* Task description *
Please copy the entries below line for line, with no changes.

Excerpts from location labeling data
┏━━
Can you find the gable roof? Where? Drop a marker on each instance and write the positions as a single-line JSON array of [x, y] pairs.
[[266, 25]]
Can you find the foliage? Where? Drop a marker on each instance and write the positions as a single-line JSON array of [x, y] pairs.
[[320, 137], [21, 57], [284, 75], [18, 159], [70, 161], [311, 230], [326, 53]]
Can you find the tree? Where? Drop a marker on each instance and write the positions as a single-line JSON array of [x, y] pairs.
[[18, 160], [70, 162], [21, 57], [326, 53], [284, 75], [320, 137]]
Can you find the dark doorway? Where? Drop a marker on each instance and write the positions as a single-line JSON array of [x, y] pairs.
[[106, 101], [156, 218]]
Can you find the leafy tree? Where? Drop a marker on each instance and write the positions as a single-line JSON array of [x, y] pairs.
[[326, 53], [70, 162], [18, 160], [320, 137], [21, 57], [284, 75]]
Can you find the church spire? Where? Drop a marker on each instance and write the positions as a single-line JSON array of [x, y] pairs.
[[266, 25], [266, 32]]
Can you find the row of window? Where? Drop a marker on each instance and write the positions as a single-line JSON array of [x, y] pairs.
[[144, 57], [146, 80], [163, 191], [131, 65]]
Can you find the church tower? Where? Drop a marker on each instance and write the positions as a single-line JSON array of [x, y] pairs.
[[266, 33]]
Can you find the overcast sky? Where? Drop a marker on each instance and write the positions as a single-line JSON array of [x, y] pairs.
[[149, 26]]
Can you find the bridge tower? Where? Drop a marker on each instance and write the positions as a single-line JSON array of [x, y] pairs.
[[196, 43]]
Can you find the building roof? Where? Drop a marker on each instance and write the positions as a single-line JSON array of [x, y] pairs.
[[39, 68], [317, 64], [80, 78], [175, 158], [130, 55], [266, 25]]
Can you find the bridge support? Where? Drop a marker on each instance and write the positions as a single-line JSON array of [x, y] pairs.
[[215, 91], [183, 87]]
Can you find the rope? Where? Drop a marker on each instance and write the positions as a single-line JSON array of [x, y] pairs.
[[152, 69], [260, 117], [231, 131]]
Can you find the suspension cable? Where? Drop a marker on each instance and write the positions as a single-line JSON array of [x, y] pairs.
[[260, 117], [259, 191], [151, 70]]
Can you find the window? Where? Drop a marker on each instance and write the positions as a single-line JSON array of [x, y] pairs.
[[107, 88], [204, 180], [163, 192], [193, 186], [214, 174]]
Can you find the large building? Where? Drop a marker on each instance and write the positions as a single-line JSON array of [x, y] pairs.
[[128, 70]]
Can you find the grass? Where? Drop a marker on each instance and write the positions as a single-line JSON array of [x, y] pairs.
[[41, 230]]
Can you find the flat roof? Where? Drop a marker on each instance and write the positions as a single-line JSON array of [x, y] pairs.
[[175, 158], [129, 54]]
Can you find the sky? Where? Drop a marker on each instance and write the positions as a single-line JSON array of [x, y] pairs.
┗━━
* Result *
Can you find the gable roof? Where? Drop a marker on each instance and write the positions as a single-line JSON array of [x, y] pairs.
[[266, 25]]
Can you find the foliage? Where? Drop a marker on each instance and write the positions as a single-line JSON array of [x, y] pairs.
[[320, 137], [21, 57], [284, 75], [18, 159], [70, 161], [311, 230], [326, 53]]
Can you find the tree? Where? Drop a marker on each instance and write the positions as a single-line JSON array of [x, y] pairs.
[[18, 160], [70, 162], [21, 57], [326, 53], [284, 75], [320, 137]]
Can you find the dark doorway? Where? Drop a marker on each instance and write the positions as a single-line JSON array of [x, y] pairs.
[[106, 101], [156, 218]]
Can you find the leafy tree? Where? Drop a marker on each instance and write the positions as a single-line JSON array of [x, y] pairs.
[[326, 53], [70, 162], [18, 160], [320, 137], [21, 57], [284, 75]]
Can you find the church spire? Where? Drop a marker on each instance and write the positions as a single-line JSON array of [x, y] pairs.
[[266, 25], [266, 32]]
Can you find the row of window? Where? Drop a marker on each instance and write the positions as a single-line JSON array of [x, y] pairs.
[[144, 57], [146, 80], [163, 191], [131, 65]]
Can you find the church tower? Where? Drop a marker on each instance and write the positions as a single-line JSON array of [x, y] pairs.
[[266, 33]]
Can you find the overcast sky? Where? Drop a marker on each instance and write the positions as a single-line JSON array of [x, y] pairs.
[[149, 26]]
Can you find the bridge tower? Where? Drop a marker on each instance and write the positions as a single-line JSON array of [x, y] pairs.
[[196, 43]]
Can you find the building roof? Where? Drop a marker on each instance and write the positions as a single-line JSON array of [x, y] pairs.
[[39, 68], [317, 64], [80, 78], [175, 158], [130, 55], [266, 25]]
Can you find the bridge support? Where? Drop a marker on each instance and write the positions as a single-line JSON array of [x, y] pairs.
[[215, 91], [183, 87]]
Can you find the rope? Where? Drop a marker on each instance and write the positions as a single-line JSON array of [x, y] pairs.
[[152, 69], [260, 117], [231, 131]]
Can you find the suspension cable? Where? Drop a marker on each instance and write the positions as a single-line JSON array of [x, y] pairs.
[[260, 117], [259, 191], [151, 70]]
Can you find the window? Where? Drop a marker on each instance and write the positions as a single-line JSON array of [x, y] pairs.
[[107, 88], [204, 180], [163, 192], [193, 186], [214, 174]]
Can you find the large building? Where? Drop a marker on each instance and write the positions as a single-line JSON array of [x, y] pairs.
[[128, 70]]
Can you find the grass? Where? Drop a marker on each instance and write the positions as a single-line JSON array of [x, y] pairs.
[[41, 230]]
Can you find the flat roof? Where? Drop a marker on each instance and write the positions as a single-line JSON array of [x, y] pairs.
[[175, 158], [129, 54]]
Can you find the sky? Where? Drop a marker on each instance and write the positions as a single-line JSON array of [x, y] pairs.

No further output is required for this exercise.